**WHAT TO PRODUCE:**
Locate each line in the entries below that contains the word "jacket", and copy all such lines.

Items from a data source
= = = =
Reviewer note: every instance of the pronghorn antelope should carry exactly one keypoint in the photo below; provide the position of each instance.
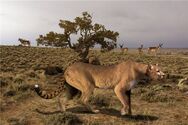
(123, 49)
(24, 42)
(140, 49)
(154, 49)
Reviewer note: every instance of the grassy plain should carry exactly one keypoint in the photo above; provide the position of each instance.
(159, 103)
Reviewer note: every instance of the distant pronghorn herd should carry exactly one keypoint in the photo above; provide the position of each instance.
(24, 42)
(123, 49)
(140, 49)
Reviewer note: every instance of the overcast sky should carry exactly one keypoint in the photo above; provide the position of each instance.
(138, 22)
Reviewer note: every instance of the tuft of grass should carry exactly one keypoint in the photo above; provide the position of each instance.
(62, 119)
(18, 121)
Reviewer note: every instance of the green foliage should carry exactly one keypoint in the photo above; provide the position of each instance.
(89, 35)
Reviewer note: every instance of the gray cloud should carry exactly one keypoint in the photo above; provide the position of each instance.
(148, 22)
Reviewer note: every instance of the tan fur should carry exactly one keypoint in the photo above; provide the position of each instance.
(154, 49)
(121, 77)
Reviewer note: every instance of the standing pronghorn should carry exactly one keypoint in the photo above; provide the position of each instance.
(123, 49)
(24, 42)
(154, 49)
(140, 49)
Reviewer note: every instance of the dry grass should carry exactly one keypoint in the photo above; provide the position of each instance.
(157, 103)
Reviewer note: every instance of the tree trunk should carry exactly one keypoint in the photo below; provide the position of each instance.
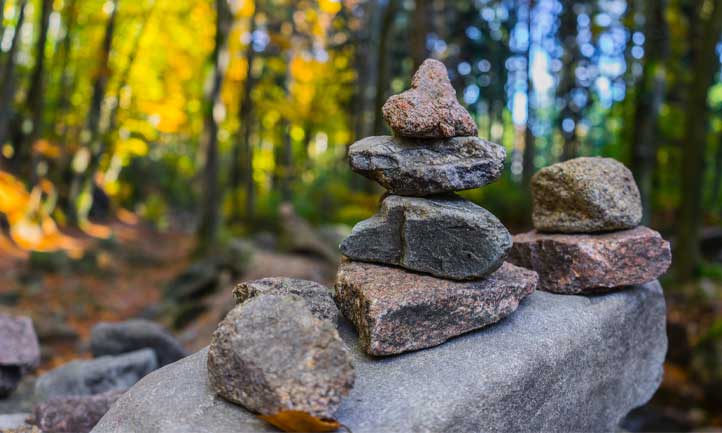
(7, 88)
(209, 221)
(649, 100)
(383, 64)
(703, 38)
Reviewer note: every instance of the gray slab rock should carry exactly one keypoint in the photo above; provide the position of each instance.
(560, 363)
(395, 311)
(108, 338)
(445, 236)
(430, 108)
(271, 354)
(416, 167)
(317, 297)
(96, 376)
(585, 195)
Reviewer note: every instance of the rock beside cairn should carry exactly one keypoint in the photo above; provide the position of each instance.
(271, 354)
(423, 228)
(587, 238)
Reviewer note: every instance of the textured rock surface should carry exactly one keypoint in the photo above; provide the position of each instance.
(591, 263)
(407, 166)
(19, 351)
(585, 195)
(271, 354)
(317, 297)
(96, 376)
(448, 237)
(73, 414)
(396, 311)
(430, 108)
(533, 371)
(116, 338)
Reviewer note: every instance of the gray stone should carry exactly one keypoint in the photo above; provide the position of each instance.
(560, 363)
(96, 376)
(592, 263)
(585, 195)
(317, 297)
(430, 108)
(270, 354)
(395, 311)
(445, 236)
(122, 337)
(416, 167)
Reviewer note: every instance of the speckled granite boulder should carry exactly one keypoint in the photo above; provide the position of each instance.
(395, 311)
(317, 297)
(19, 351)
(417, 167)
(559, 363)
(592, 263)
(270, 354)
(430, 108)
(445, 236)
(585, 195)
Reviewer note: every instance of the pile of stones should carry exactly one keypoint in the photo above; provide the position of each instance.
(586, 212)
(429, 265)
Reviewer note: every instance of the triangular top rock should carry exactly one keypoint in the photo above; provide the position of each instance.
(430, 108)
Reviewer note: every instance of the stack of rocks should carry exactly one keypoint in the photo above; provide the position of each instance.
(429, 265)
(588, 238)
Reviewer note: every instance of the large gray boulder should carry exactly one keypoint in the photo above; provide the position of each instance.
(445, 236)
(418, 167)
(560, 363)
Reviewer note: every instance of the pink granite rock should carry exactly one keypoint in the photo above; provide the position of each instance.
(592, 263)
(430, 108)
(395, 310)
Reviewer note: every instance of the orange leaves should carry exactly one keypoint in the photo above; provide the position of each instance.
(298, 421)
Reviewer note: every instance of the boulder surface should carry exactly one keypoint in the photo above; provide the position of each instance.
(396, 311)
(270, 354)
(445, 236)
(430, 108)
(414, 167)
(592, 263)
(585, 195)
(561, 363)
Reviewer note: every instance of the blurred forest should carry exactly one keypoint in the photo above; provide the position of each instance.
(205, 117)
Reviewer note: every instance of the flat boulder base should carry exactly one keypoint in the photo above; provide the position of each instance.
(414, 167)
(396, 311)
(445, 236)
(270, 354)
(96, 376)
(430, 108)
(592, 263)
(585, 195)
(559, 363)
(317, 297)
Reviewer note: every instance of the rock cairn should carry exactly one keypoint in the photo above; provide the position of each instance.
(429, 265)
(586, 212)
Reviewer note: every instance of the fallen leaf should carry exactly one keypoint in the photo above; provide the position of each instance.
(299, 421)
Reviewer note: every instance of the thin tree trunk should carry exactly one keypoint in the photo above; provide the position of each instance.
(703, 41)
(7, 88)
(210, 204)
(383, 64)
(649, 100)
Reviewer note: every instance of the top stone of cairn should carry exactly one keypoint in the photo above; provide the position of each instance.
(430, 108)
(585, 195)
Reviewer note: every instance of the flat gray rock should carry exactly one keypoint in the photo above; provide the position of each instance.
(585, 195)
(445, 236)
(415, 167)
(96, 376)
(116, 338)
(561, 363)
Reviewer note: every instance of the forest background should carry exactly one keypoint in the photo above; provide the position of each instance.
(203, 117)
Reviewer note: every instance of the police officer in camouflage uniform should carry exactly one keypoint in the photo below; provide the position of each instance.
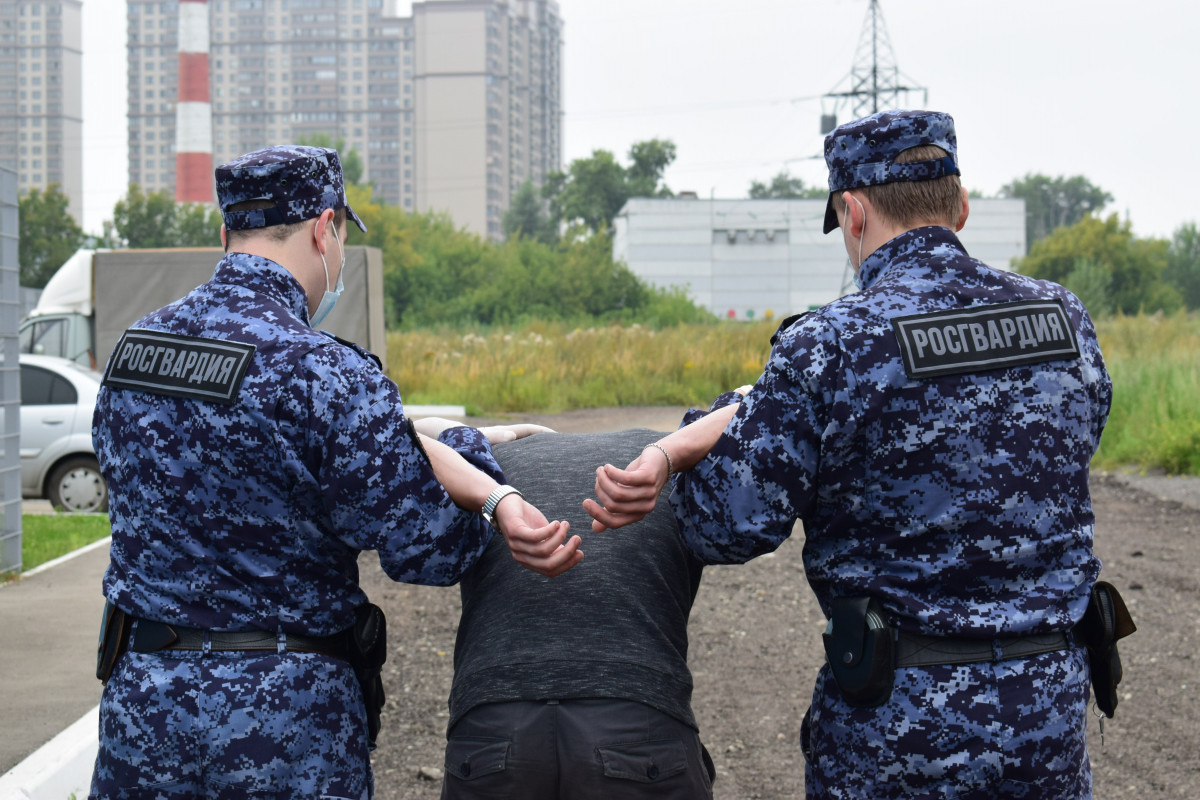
= = = =
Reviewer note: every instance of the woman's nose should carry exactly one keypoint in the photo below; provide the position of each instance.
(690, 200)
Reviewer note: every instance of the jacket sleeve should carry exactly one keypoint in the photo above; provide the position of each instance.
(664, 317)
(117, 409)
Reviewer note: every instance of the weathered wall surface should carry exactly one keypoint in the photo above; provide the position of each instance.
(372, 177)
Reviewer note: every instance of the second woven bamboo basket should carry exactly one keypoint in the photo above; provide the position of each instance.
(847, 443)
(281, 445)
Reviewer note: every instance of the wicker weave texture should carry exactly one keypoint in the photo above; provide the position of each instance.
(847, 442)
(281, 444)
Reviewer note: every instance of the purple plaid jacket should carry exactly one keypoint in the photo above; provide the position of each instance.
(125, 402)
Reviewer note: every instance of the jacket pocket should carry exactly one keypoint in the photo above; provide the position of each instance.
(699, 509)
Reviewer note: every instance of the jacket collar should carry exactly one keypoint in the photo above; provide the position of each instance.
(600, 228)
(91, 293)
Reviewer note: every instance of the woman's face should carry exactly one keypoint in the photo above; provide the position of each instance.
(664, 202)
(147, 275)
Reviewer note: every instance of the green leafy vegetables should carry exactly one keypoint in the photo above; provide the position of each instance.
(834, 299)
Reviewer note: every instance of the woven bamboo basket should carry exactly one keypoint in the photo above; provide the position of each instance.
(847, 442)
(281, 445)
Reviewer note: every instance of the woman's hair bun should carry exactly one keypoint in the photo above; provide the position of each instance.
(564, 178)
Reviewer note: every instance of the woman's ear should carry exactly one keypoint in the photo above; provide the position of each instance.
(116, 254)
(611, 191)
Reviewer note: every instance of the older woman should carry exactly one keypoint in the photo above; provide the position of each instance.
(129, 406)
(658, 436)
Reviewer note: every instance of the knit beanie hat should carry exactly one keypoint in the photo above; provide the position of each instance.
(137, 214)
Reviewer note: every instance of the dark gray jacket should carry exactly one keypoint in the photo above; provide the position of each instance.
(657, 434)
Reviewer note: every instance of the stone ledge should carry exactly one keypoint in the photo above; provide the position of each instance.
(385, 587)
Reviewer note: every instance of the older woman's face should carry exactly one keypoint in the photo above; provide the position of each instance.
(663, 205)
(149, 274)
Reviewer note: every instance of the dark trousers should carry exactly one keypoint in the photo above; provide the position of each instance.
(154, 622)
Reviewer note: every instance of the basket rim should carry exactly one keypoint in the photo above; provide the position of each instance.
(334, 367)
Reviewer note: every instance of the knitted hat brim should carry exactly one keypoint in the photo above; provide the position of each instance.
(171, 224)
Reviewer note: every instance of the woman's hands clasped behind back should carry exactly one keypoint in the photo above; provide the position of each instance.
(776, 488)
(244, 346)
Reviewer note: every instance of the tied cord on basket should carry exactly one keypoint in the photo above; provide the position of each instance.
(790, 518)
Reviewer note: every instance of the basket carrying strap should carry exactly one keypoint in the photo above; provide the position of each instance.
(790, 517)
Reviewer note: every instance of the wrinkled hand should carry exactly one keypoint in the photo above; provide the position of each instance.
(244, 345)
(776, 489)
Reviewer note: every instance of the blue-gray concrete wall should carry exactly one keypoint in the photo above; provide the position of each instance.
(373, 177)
= = = =
**RESPONSE:**
Reviewer note: every instance of the jacket sleeve should carry exactly one keypoint in the photo above; provide the position of each instance.
Reviewer note: every instance of the purple plaid jacket should carry exactly one keypoint in the photo above; provide the position of each instance.
Reviewer note: every instance of the jacket pocket should carry exactly one keypoint in the photo above; provide the position of each instance.
Reviewer note: every instance of the jacket collar should carry exactly one keypoint in the photo above; provide the position of each instance.
Reviewer note: every instance of the dark gray jacket should carry exactly one keypoint in the photo above; provide the position of each instance.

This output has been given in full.